SUPPLIED MATERIAL =
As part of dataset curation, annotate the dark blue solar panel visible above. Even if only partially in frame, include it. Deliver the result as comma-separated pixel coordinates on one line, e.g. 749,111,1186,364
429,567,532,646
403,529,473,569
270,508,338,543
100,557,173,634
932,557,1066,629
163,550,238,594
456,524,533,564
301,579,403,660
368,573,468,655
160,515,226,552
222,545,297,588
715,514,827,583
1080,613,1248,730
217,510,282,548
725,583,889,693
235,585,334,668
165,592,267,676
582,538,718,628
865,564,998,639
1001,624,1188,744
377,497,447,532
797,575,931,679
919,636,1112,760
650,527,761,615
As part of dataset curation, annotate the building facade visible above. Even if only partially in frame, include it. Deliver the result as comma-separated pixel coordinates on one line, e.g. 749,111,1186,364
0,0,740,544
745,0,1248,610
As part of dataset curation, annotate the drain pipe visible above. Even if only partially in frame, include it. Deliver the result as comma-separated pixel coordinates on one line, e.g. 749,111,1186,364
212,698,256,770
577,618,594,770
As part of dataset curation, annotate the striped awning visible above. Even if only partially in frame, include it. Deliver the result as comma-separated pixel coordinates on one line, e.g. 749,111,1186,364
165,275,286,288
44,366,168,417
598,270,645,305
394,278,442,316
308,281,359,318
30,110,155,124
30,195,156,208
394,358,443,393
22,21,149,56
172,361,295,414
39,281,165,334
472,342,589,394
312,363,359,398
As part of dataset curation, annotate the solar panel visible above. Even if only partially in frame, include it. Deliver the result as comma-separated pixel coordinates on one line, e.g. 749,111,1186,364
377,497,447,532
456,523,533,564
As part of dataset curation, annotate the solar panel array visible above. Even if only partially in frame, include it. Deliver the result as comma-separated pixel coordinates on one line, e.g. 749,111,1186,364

GIVEN EXERCISE = Reproduce every line above word for word, keeping each in its original order.

SOLUTION FOR THIS PROBLEM =
As part of dataset curation, annotate the dark blue solar panel visible above. Even if only partially in frame, include it. Deliver the result as comma-separated pixel coordinates on one line, e.g. 749,111,1186,364
429,567,532,646
403,529,473,569
270,508,338,543
100,557,173,634
932,557,1066,629
163,550,238,594
456,524,533,564
301,579,403,660
368,573,468,655
160,515,226,552
222,545,297,588
715,514,827,583
1080,613,1248,730
217,510,282,548
725,583,889,693
235,585,334,668
165,592,267,676
582,538,718,628
865,564,998,639
1001,624,1188,744
377,497,447,532
797,575,931,679
919,636,1112,760
650,527,761,615
As part of dataset curation, annotate the building facade visible above. Even if only partially in frame, include it. Deliver the result as comma-separated pixel coordinates on one line, e.g. 749,111,1186,364
0,0,740,544
745,0,1248,610
As part of dataset curation, annotate the drain pipe visible above. Even if only partially in frame, include it. Deliver the result as comma-separated pixel coordinates on one line, e.g. 749,111,1186,364
212,698,256,770
577,618,594,770
As part of dataset curation, annotate the striped awning visible above. Even if only partially in frame, include it. Deliver the result as comma-separated pixel coordinates on one line, e.g. 749,111,1186,364
165,275,286,288
44,366,168,417
598,270,645,305
394,278,442,316
308,281,359,318
30,110,155,124
30,195,156,208
394,358,443,393
22,21,149,56
172,361,295,414
39,281,165,334
472,342,589,394
312,363,359,398
As part of dataset curation, annotate the solar panel visible above. Even if only partially in frame, include it. Deliver the result as comma-separated pixel coordinates on one line, e.g. 749,111,1186,364
377,497,447,532
456,523,533,564
As part of dataset curation, annotate the solar panel array visible above. Even if only partially in frame, include it. Deliver the result as comma-separated pixel coordinates on one line, e.g. 749,111,1186,364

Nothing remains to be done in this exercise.